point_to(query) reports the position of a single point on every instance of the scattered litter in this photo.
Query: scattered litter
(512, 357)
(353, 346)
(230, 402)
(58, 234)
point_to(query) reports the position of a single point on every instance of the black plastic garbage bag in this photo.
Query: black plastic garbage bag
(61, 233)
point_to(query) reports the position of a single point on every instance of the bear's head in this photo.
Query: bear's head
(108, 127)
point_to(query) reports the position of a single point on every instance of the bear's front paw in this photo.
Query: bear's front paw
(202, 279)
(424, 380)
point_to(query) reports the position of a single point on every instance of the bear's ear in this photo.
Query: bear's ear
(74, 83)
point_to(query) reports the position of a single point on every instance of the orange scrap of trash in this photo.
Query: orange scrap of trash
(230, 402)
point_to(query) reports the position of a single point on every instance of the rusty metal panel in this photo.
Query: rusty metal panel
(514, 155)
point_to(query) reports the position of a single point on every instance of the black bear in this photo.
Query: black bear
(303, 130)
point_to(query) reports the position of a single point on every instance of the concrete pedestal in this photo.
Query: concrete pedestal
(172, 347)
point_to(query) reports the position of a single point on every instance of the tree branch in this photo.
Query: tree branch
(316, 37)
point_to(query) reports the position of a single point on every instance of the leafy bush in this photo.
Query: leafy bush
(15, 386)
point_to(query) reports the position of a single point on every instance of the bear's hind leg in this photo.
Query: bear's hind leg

########

Scale every point coordinate in the answers by 2.05, rounding to whole numbers with halves going up, and rewrite each line between the one containing "paw in this photo." and the end of the entries, inclusive, keeping all other lines as they are.

point_to(query) reports the position of a single point on every instance of the bear's front paw in this photo.
Query: bear's front paw
(414, 572)
(869, 779)
point_to(query) reports the position of a single point on every instance of the bear's ear in this photo.
Query: bear's ear
(152, 170)
point_to(query) reports the position of a single point on every instance of the orange scrap of trash in this photo.
Query: orange scrap of trash
(472, 824)
point_to(query) reports the position of a single point on every instance of the rusty metal panel in this photo.
Query: rusty metal panel
(1054, 318)
point_to(query) reports the position of a single point on every instance of the black bear in this photo.
Query: black bear
(621, 267)
point_to(query) reports the position of a single point on every instance of the concrete pedestal in this photo.
Query: concrete pedestal
(353, 711)
point_to(query) reports the position of a single point on every instance of the tree branch in this photo.
Query: tree branch
(648, 76)
point_to(query) reports the position of a single point on every instance of the leafy bush in this photo.
Query: leafy bush
(31, 791)
point_to(query) reports the position of a single point on every instance of the bear's hind leg in this photo.
Query: bear's hind leg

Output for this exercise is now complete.